- [Passage to read]
[Start of Attachment]

On Monday, Rwanda bid farewell to one of its finest, Aloisea Inyumba, the late Minister of Gender and Family Promotion. We reproduce the excerpts from the interview she granted to Michael Fairbanks, for Daedalus Experiment, in 2011:
Michael Fairbanks (MF): Where did you grow up and what was it like growing up?
Aloisea Inyumba (AI): I lived in Uganda, in one of the refugee camps. And our life in the refugee camp was very, very difficult. It's like I had lost everything in Rwanda. I had lost my father. Actually, I never knew my dad.
So I grew up with my mother in this refugee camp in Uganda, and I would just say that our childhood was difficult. Like any other refugee camp, but I think our own refugee camp was unique in a way that we were living in a foreign land with no facilities.
The very basic issues, food, shelter, and security: it was a struggle. And I come from a family of six. I had three brothers and two sisters with my mother. My mother struggled so much for us to survive. And two of my brothers are dead, so now we are four.
MF: What dreams did you have as a young girl?
AI: I think right at the beginning when I was a young child, I wanted to come home. I always had a passion. I always missed Rwanda. I always wanted to know how my dad looked like. I would always ask questions, stories, anytime I had someone who was a friend to my dad, I would go and say: Did you know my dad?
Who was he? How was he? People would tell me, your dad liked sports, your dad was such and such, so I think right at the beginning I knew that I would come home. I didn't know how but it was like every time there was a discussion about Rwanda, and the possibility of coming home, I was always attracted. They were maybe not high-level discussions. But there was always a passion and a kind of a special feeling to listen to the stories of old Rwanda, how our parents were living, so I think in a way this worked to inspire us to come home.
MF: How did you get involved with the effort to come back to Rwanda?
AI: I really don't know when I started developing these ideas, if it's because of my background in the refugee camps. Sometimes when I discuss with my older friend, she says even when you are young, 11, 12, she tells me I used to tell her about the possibility of going home. I really don't know the particular time, but I lived in this village in the refugee camp. Then I joined a girl's school called Merry Hill Girls School. I completed my secondary school education; then I had an opportunity to train at Makerere University in Uganda.
I did social work and social administration and immediately when I finished my first course, my degree in social administration, there was this kind of wave among the Rwandan youth. They had heard about President Kagame and his colleagues. They had plans of taking us home. I was always searching, and I finished school.
Immediately when I finished my first degree, I didn't go to work for money. It's like I was looking for this organization. That's how I was recruited. I joined the RPF and became a volunteer. I started with the peace education program. I was very, very much involved in the RPF schools. And we just had a special program in the schools, and this special program was tailored on three aspects: what were the problems of Rwanda, what are the causes of Rwanda, and what were the possible solutions?
And the solution part was my part of mobilization. So we did a lot of training and organization stuff and growing bigger, started expanding. We went to various countries, to Kenya, Europe, and the US. We were conducting organizing and building small cells, and at the same time educating. Later I was transferred to the finance department, which was a continuation of the work I had started, and I became the finance commissioner. I was in charge of raising money for our war and our reparation struggle.

[End of Attachment]

- [Complete the following]
1. Print the stretch of the interview with Aloisea Inyumba from "MF: What dreams" through "know my dad?".
2. List the basic issues that the interview with Aloisea Inyumba describes as a struggle in the refugee camp.

- [Recorded information]
[Start of Attachment]

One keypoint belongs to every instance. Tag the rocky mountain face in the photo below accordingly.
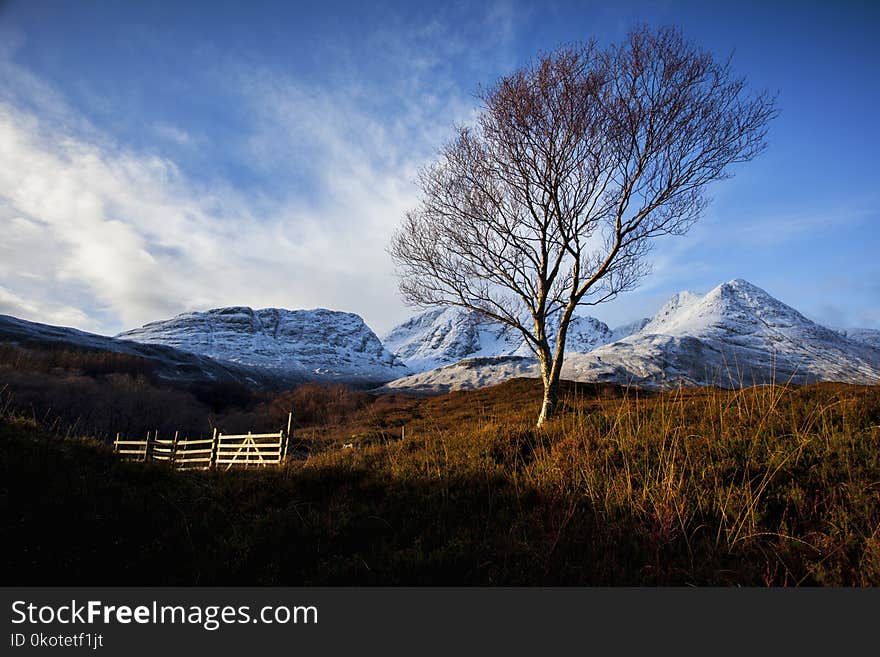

[End of Attachment]

- [Completed exercise]
1.
MF: What dreams did you have as a young girl?
AI: I think right at the beginning when I was a young child, I wanted to come home. I always had a passion. I always missed Rwanda. I always wanted to know how my dad looked like. I would always ask questions, stories, anytime I had someone who was a friend to my dad, I would go and say: Did you know my dad?

2.
Food
Shelter
Security